摘录
##########
题面
题解
考虑CDQ分治。对于\(solve(l,r,v)\)(其中l,r表示当前处理到的区间的左右端点,v是一个vector,存放当前区间内待处理的所有询问的序号):
设\(m=(l+r)>>1\)。
预处理出\(f[i][j](1{\leq}i{\leq}k,l{\leq}j{\leq}r)\),其中\(f[i][j]=\)
\[\begin{cases} {以j为左端点,右端点{\leq}m,且a[右端点]=i的不下降子序列数}(l{\leq}j{\leq}m) \\ {以j为右端点,左端点{>m,且a[左端点]=i的不下降子序列数(m<j{\leq}r)}} \end{cases}\]
对于\(m<j{\leq}r\)来言,有递推式
\[f[i][j]={\sum\limits_{m<k<j,a[k]{\leq}a[j]}}f[i][k]+[a[j]=i]\],这一过程可以用树状数组优化,从而在\(O((r-l+1)klogk)\)时间内完成预处理。
另外,需要将空字符串统计进去,就是把\(f[1][m],f[k][m+1]\)都加1。
接下来,对\(f\)进行前缀和,就可以得到\(f[i][j]=\)
\[\begin{cases} {l{\leq}左端点,右端点{\leq}m,且a[右端点]=i的不下降子序列数}(l{\leq}j{\leq}m) \\ {j{\geq}右端点,左端点{>m,且a[左端点]=i的不下降子序列数(m<j{\leq}r)}} \end{cases}\]
遍历所有序号\(id{\in}v\)。如果\(R[id]{\leq}m\),将其加入数组vl。如果\(L[id]>m\),将其加入数组vr。
对于其余id,统计答案:
\[{\sum\limits_{i=1}^{k}}f[i][L[id]]{\sum\limits_{j=i}^{k}}f[j][R[id]]\]。这一过程可以先计算前缀和来优化。
##########
任务 1
将下列条目从开头开始、到包含“122), (68, 135)]”的那一行结束重写一遍，把其中的“wooden stool”替换为“wooden chair”，其余内容一律不变。

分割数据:
##########
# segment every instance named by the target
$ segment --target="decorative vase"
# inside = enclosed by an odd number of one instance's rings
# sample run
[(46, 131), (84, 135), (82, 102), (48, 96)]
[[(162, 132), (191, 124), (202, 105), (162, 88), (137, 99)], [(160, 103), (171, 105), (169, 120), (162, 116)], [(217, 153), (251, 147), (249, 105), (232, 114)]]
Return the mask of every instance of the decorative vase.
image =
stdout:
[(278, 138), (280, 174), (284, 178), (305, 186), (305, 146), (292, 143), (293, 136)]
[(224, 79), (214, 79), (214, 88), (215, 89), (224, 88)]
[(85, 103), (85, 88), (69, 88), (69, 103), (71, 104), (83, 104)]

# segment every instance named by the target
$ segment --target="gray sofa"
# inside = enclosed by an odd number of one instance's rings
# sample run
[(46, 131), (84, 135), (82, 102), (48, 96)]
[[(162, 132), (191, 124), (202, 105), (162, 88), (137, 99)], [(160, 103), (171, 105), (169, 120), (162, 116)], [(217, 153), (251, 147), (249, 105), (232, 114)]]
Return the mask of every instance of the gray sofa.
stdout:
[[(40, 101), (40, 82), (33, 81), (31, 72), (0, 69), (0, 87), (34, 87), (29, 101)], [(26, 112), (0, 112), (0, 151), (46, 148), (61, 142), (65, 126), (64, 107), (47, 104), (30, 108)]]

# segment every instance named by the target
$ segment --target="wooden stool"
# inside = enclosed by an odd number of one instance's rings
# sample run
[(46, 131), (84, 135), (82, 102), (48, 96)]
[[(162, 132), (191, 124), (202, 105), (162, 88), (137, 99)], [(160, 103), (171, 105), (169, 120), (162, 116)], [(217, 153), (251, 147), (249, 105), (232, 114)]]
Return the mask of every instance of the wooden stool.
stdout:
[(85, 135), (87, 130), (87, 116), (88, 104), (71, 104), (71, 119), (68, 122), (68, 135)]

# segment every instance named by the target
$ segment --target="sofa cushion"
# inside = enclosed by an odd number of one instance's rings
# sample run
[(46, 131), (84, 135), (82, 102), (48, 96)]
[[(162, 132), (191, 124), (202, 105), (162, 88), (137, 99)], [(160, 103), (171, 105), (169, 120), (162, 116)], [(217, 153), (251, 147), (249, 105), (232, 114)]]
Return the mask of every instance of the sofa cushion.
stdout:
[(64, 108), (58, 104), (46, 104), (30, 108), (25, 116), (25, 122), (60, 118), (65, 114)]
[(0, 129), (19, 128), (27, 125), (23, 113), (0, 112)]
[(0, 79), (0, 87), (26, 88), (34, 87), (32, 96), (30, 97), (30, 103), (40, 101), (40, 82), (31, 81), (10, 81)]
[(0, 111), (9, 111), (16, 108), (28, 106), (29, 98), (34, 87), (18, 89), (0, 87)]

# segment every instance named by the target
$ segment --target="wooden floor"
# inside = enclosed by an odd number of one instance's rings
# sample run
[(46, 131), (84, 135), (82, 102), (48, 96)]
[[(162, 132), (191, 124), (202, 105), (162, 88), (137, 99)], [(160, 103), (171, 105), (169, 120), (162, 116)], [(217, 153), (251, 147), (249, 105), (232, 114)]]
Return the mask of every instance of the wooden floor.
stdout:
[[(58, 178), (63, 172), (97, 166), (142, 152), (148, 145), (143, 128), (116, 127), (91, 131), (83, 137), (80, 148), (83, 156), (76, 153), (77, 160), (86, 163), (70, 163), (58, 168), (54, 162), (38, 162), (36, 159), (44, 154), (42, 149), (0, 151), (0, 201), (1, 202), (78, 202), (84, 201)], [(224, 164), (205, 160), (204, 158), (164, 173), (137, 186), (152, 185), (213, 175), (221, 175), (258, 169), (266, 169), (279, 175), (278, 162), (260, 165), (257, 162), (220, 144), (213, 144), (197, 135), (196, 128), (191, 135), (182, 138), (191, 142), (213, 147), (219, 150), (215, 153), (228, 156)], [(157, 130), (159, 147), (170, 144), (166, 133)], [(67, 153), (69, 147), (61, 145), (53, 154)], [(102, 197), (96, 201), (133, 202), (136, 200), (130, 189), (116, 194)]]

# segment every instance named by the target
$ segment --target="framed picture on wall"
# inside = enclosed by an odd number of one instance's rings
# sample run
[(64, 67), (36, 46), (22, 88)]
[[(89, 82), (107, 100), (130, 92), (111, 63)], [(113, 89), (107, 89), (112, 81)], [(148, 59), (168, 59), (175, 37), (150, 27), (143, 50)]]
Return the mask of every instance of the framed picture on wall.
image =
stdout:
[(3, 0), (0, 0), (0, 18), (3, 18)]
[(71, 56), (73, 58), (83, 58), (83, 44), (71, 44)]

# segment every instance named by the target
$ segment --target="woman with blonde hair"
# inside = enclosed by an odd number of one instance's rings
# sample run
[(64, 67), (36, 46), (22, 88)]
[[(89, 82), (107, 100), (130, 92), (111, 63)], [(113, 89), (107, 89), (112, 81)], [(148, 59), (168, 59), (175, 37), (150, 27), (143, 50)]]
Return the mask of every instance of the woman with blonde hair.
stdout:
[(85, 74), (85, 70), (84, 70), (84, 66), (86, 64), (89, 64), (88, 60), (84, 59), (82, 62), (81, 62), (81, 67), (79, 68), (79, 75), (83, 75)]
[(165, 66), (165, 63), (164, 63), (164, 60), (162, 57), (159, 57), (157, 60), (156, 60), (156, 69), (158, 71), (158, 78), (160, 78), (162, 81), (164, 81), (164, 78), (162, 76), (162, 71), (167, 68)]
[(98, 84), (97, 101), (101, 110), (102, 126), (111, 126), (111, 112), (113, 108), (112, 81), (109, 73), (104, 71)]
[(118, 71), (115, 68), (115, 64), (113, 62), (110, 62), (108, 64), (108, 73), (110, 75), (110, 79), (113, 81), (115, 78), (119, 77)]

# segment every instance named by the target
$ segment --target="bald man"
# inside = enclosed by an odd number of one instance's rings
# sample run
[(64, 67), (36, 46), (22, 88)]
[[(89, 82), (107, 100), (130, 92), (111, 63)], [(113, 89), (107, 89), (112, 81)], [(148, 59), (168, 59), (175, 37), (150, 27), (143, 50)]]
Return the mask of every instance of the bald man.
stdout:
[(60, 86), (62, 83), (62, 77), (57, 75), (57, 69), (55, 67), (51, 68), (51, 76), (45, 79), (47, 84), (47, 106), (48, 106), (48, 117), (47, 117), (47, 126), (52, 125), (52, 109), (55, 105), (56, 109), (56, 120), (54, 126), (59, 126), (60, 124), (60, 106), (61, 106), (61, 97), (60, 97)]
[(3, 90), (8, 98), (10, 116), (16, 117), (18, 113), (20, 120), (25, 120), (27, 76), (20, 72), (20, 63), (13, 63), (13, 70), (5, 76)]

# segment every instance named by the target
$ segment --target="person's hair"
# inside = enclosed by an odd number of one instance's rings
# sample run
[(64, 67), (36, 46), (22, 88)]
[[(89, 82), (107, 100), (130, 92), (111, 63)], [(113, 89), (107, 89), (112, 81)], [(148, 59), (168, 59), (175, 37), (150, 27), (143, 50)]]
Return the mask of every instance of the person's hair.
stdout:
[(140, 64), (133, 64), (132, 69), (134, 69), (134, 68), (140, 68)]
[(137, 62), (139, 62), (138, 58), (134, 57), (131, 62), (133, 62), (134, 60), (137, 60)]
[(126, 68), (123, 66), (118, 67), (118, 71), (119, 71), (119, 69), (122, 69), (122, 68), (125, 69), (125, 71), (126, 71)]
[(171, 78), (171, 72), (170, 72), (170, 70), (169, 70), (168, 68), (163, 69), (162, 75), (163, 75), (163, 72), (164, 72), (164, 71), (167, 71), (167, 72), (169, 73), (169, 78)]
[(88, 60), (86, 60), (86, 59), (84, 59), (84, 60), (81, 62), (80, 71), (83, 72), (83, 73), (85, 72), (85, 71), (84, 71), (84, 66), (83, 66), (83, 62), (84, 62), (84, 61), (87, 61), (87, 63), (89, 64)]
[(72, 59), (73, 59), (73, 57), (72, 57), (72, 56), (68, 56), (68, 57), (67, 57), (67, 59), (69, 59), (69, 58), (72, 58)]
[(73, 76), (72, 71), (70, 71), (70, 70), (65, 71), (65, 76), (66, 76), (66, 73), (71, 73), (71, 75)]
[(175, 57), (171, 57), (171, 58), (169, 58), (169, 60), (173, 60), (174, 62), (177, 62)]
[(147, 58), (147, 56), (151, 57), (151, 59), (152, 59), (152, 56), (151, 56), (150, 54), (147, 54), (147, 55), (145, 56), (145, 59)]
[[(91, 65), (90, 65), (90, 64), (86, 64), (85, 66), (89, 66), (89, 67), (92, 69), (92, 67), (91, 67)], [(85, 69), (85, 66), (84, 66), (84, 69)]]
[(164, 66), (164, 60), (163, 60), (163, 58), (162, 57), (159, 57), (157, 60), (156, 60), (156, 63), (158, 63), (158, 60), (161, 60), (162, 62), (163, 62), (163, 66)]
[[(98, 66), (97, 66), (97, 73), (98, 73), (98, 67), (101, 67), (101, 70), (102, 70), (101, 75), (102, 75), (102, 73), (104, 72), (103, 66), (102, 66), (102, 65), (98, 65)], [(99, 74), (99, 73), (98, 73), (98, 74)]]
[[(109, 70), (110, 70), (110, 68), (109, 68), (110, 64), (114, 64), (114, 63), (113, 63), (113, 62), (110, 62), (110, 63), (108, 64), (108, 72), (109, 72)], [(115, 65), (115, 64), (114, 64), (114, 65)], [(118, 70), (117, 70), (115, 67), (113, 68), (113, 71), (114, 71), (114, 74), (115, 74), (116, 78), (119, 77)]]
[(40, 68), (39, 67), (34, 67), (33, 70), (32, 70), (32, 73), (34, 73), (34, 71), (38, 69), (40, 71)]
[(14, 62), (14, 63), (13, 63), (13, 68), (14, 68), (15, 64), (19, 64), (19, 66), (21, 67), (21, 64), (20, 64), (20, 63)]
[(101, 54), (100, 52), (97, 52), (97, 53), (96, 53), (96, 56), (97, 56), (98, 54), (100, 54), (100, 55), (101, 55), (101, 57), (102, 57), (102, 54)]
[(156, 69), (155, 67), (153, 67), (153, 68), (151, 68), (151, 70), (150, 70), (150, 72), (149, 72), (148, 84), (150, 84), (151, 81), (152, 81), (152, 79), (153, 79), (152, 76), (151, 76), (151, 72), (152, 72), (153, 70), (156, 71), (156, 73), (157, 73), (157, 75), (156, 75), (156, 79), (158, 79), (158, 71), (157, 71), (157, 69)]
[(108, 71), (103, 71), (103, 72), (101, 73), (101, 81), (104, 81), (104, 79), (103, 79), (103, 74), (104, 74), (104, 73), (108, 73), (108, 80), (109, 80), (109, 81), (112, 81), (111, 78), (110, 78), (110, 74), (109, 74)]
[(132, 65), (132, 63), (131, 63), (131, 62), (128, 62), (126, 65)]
##########
任务 2
把题解中以“遍历所有序号”开头的那一段改写成要点列表，保留其主要事实。

回答 1
# segment every instance named by the target
$ segment --target="decorative vase"
# inside = enclosed by an odd number of one instance's rings
# sample run
[(46, 131), (84, 135), (82, 102), (48, 96)]
[[(162, 132), (191, 124), (202, 105), (162, 88), (137, 99)], [(160, 103), (171, 105), (169, 120), (162, 116)], [(217, 153), (251, 147), (249, 105), (232, 114)]]
Return the mask of every instance of the decorative vase.
image =
stdout:
[(278, 138), (280, 174), (284, 178), (305, 186), (305, 146), (292, 143), (293, 136)]
[(224, 79), (214, 79), (214, 88), (215, 89), (224, 88)]
[(85, 103), (85, 88), (69, 88), (69, 103), (71, 104), (83, 104)]

# segment every instance named by the target
$ segment --target="gray sofa"
# inside = enclosed by an odd number of one instance's rings
# sample run
[(46, 131), (84, 135), (82, 102), (48, 96)]
[[(162, 132), (191, 124), (202, 105), (162, 88), (137, 99)], [(160, 103), (171, 105), (169, 120), (162, 116)], [(217, 153), (251, 147), (249, 105), (232, 114)]]
Return the mask of every instance of the gray sofa.
stdout:
[[(40, 101), (40, 82), (33, 81), (31, 72), (0, 69), (0, 87), (34, 87), (29, 101)], [(26, 112), (0, 112), (0, 151), (46, 148), (61, 142), (65, 126), (64, 107), (47, 104), (30, 108)]]

# segment every instance named by the target
$ segment --target="wooden chair"
# inside = enclosed by an odd number of one instance's rings
# sample run
[(46, 131), (84, 135), (82, 102), (48, 96)]
[[(162, 132), (191, 124), (202, 105), (162, 88), (137, 99)], [(160, 103), (171, 105), (169, 120), (162, 116)], [(217, 153), (251, 147), (249, 105), (232, 114)]]
Return the mask of every instance of the wooden chair.
stdout:
[(85, 135), (87, 130), (87, 116), (88, 104), (71, 104), (71, 119), (68, 122), (68, 135)]

回答 2
- 遍历 v 中的每个序号 id。
- 若 R[id]≤m，将 id 加入数组 vl。
- 若 L[id]>m，将 id 加入数组 vr。